- **WHAT NEEDS TO BE DONE**
Please pull out every line of the material below that contains the string "xmax" and copy each one in full. Treat uppercase and lowercase as different.

- **AVAILABLE RECORDS**
»»

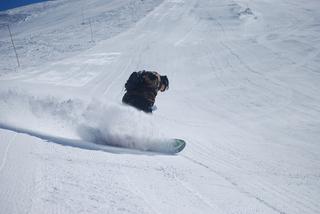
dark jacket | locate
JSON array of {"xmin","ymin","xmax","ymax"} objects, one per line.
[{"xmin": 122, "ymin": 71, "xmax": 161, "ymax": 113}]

««
»»

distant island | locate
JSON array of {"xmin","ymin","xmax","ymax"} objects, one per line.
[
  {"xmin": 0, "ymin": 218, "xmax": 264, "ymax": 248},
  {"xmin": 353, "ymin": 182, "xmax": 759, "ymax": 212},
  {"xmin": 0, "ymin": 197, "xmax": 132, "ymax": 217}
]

««

- **EXPECTED ANSWER**
JSON array of {"xmin","ymin","xmax","ymax"} objects, one per line.
[{"xmin": 122, "ymin": 71, "xmax": 161, "ymax": 113}]
JSON array of {"xmin","ymin","xmax","ymax"} objects, one per line.
  {"xmin": 0, "ymin": 218, "xmax": 264, "ymax": 248},
  {"xmin": 353, "ymin": 182, "xmax": 759, "ymax": 212},
  {"xmin": 0, "ymin": 197, "xmax": 132, "ymax": 217}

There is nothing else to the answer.